EXERCISE OBJECTIVE —
Pick out every line below that contains the string "white" and copy each one.

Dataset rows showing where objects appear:
+ + + +

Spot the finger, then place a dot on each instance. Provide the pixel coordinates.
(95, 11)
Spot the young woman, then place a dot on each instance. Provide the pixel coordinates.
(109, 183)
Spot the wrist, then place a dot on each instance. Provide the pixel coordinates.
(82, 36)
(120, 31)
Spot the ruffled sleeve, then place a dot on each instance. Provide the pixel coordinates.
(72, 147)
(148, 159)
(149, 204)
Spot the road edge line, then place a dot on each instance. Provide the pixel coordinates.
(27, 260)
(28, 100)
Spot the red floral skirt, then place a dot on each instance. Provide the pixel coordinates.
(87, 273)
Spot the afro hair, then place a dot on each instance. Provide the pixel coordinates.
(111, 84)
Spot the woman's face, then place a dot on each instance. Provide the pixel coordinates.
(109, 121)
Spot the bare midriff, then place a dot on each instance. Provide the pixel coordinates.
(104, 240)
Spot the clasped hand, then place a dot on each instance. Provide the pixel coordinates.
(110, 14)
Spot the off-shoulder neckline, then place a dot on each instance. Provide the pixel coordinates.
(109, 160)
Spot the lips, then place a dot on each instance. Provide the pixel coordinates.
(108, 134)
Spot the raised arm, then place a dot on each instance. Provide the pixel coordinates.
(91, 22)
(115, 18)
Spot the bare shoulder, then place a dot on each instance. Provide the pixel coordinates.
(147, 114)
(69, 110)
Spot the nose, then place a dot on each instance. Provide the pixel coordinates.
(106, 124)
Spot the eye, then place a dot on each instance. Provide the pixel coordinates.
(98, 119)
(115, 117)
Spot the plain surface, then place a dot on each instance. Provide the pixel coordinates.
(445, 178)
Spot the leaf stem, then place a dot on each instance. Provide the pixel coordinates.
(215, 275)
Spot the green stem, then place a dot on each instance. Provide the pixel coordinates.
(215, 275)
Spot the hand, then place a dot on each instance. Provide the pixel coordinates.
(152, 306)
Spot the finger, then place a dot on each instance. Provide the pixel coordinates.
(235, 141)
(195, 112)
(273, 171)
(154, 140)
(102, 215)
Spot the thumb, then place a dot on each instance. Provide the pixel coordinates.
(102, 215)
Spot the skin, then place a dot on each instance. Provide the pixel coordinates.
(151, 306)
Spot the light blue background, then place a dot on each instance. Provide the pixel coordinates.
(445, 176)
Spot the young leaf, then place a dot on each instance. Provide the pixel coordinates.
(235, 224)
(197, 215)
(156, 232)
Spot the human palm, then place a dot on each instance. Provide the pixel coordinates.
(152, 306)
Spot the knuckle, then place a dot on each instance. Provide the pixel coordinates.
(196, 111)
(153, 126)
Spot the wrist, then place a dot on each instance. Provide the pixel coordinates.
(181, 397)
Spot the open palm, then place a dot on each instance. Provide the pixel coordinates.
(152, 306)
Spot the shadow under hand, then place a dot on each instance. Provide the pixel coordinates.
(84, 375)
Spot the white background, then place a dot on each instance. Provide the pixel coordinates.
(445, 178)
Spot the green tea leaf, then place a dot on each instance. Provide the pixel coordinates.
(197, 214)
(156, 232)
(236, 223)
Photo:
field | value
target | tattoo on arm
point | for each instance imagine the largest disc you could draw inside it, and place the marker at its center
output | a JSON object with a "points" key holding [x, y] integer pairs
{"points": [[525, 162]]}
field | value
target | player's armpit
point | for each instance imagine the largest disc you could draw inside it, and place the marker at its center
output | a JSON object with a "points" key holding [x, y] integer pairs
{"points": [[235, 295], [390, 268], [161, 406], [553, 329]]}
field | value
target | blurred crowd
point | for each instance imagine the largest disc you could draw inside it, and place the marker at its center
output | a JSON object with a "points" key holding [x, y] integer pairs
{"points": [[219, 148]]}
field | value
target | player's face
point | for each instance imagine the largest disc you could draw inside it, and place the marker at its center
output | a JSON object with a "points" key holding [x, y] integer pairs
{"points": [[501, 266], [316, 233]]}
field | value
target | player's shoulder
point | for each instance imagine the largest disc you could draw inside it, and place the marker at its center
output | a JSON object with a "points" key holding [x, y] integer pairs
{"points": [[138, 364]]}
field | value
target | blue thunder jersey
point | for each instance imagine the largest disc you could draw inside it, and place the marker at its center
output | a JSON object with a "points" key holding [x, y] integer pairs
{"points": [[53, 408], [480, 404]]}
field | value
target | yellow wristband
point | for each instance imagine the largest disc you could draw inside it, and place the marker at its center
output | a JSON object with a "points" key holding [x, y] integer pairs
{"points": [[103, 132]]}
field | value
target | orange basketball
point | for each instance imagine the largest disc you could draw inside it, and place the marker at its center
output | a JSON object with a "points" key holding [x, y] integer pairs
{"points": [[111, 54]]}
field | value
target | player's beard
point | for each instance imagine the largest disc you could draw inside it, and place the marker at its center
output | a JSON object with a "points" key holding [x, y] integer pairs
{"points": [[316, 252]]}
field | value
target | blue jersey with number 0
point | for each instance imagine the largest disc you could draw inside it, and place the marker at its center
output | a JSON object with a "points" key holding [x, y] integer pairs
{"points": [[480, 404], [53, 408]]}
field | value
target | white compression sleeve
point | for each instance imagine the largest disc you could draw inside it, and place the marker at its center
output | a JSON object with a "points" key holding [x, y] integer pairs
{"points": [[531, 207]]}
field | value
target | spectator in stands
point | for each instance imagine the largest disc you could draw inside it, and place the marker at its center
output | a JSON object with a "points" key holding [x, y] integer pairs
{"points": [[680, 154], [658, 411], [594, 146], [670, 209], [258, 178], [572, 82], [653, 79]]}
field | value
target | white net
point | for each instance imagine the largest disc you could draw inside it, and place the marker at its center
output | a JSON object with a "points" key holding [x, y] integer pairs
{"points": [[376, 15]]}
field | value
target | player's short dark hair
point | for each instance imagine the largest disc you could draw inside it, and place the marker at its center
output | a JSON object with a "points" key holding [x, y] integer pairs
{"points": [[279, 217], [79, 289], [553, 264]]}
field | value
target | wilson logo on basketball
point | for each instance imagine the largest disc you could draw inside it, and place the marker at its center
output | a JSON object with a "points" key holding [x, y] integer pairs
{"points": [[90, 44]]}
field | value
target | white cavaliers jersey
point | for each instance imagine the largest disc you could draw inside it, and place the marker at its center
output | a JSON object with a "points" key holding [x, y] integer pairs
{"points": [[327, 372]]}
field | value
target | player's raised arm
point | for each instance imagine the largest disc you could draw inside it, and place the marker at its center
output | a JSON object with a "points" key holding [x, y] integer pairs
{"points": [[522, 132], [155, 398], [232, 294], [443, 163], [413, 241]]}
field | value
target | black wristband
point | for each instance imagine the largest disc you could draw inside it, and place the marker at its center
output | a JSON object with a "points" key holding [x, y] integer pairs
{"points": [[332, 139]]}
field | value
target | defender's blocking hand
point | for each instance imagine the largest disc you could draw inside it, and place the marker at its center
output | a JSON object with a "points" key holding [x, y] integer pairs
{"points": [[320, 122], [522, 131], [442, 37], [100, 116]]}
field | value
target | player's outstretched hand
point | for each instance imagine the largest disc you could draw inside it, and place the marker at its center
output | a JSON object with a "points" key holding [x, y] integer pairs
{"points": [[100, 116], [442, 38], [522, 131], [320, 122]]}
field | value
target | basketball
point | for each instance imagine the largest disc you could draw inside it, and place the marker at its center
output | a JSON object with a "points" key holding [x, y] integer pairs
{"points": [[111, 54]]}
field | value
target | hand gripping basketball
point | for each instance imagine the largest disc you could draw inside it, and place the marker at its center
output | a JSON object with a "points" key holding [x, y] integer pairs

+ + + +

TASK RESULT —
Spot the white background, then place a dot on each instance. Provide the pixel coordinates.
target | white compression sleeve
target | white net
target | white cavaliers jersey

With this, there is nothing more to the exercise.